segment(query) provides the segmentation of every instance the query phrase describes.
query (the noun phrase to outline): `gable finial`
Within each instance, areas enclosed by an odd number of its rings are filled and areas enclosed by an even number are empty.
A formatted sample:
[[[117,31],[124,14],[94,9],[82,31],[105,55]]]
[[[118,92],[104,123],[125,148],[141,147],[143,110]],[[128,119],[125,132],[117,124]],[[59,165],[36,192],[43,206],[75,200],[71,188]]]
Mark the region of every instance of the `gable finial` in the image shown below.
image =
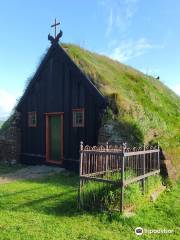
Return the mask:
[[[54,24],[51,25],[51,27],[54,27],[54,37],[51,36],[50,34],[48,35],[48,40],[51,41],[51,44],[58,43],[60,37],[62,37],[63,32],[60,30],[60,32],[56,36],[56,27],[60,25],[60,22],[56,22],[56,18],[54,21]]]

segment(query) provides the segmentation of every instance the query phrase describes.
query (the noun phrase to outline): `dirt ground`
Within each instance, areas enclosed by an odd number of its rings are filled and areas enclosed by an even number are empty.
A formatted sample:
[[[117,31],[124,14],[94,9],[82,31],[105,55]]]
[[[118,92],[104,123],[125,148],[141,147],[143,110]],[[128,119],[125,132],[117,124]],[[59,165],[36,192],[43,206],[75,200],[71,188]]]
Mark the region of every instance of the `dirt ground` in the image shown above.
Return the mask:
[[[23,179],[35,179],[42,178],[45,176],[51,176],[55,173],[60,173],[65,171],[64,168],[52,167],[52,166],[29,166],[26,168],[22,168],[13,173],[2,174],[0,176],[0,184],[13,182],[16,180]]]

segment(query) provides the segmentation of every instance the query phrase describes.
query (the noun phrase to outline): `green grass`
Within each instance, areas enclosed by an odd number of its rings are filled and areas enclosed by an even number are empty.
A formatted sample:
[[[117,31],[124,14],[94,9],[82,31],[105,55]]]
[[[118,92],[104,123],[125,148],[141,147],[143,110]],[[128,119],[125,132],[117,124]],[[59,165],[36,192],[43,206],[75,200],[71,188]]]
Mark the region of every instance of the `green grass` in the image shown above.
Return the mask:
[[[5,163],[0,163],[0,176],[1,174],[12,173],[18,169],[24,168],[22,164],[9,165]]]
[[[77,185],[78,177],[72,173],[0,185],[0,239],[131,240],[139,239],[134,234],[138,226],[175,230],[173,235],[141,239],[179,239],[180,182],[131,218],[78,211]]]
[[[136,175],[132,171],[125,171],[127,178],[132,179]],[[129,176],[128,176],[129,175]],[[102,176],[100,176],[102,177]],[[106,175],[103,176],[106,178]],[[120,210],[120,174],[114,173],[108,177],[117,181],[116,184],[107,184],[95,181],[86,181],[81,188],[82,205],[86,210]],[[124,188],[124,209],[137,211],[148,203],[152,192],[162,186],[161,176],[150,176],[145,180],[145,192],[142,192],[142,182],[135,182]]]
[[[107,97],[111,110],[104,122],[114,125],[112,135],[132,144],[159,141],[179,175],[180,97],[161,81],[106,56],[61,46]]]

● ● ● ●

• [REQUIRED TASK]: From the preceding listing, pick out each line that contains the word "above" and copy it in full.

• [THE OUTPUT]:
Mark the region of every instance of the `dirt ground` in the image shown above.
Mark the region of every instance of the `green grass` in the image shown above.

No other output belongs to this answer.